» ENTRIES SHOWN
......

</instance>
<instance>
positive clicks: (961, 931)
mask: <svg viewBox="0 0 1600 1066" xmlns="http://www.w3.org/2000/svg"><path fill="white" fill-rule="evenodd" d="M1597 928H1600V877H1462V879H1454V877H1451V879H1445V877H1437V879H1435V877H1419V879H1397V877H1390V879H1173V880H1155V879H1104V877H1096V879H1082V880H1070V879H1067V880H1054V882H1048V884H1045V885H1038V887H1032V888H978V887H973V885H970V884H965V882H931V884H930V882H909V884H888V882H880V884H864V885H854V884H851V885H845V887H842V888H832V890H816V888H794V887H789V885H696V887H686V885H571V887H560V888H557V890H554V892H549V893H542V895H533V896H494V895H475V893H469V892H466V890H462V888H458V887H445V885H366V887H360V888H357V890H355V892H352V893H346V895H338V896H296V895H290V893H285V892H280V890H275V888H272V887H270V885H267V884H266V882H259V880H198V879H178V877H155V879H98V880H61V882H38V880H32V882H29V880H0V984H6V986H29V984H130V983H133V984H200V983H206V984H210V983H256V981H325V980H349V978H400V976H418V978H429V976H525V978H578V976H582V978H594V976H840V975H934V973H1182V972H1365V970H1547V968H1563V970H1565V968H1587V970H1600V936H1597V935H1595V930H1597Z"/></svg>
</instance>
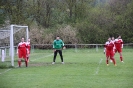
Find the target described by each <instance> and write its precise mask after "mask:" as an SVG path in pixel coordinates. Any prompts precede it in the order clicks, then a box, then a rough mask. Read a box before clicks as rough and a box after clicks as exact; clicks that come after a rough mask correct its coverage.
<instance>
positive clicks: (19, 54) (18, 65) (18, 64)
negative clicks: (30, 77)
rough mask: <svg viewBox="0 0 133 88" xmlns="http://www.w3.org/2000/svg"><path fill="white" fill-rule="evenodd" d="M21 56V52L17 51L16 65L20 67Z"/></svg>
mask: <svg viewBox="0 0 133 88" xmlns="http://www.w3.org/2000/svg"><path fill="white" fill-rule="evenodd" d="M21 58H22V52H21V51H20V50H19V51H18V66H19V67H21Z"/></svg>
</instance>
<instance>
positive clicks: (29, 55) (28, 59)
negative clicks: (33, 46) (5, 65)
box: [27, 50, 30, 62]
mask: <svg viewBox="0 0 133 88" xmlns="http://www.w3.org/2000/svg"><path fill="white" fill-rule="evenodd" d="M29 57H30V50H28V52H27V61H28V62H29V61H30V60H29Z"/></svg>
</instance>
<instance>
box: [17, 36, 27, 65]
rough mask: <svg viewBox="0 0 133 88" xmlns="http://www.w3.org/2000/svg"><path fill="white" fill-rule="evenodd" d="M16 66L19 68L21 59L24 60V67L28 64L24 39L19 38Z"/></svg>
mask: <svg viewBox="0 0 133 88" xmlns="http://www.w3.org/2000/svg"><path fill="white" fill-rule="evenodd" d="M17 53H18V58H19V59H18V65H19V67H21V59H22V58H23V59H24V60H25V65H26V67H27V66H28V62H27V58H26V55H27V44H26V42H24V38H21V42H20V43H19V44H18V50H17Z"/></svg>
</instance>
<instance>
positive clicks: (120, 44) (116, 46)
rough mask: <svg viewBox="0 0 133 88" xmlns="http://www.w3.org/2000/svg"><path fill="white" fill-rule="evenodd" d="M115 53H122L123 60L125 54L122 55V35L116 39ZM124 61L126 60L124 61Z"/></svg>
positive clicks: (114, 43) (119, 36)
mask: <svg viewBox="0 0 133 88" xmlns="http://www.w3.org/2000/svg"><path fill="white" fill-rule="evenodd" d="M114 44H115V53H116V52H118V53H119V55H120V61H121V62H123V56H122V48H123V40H122V39H121V36H120V35H119V36H118V38H117V39H115V42H114ZM123 63H124V62H123Z"/></svg>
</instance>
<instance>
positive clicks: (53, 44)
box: [53, 40, 56, 52]
mask: <svg viewBox="0 0 133 88" xmlns="http://www.w3.org/2000/svg"><path fill="white" fill-rule="evenodd" d="M55 47H56V41H55V40H54V41H53V50H54V52H55V51H56V49H55Z"/></svg>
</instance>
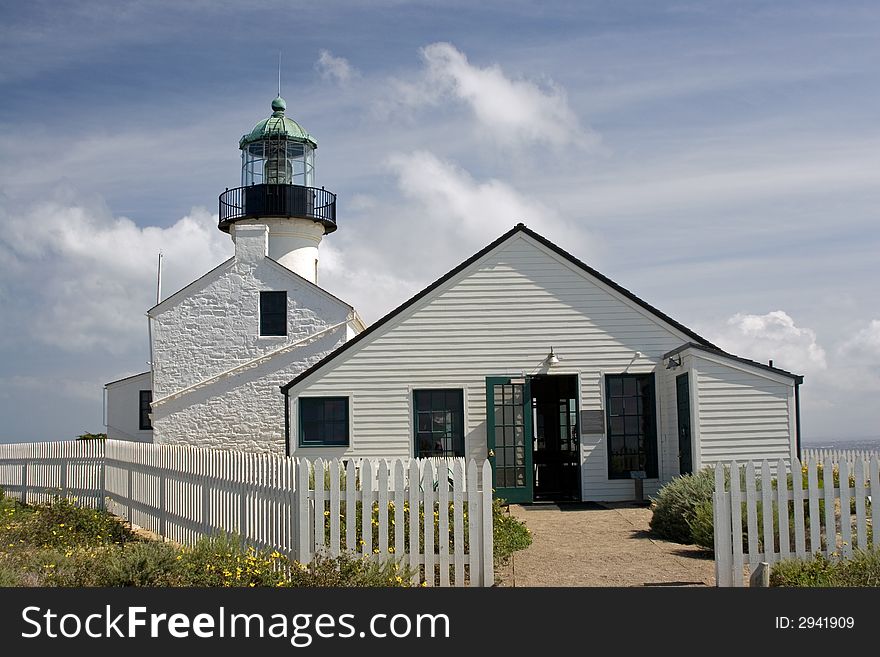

......

The answer must consist of every line from the entries that holds the string "negative".

» EXERCISE RESPONSE
negative clicks: (30, 77)
negative clicks: (33, 46) (5, 65)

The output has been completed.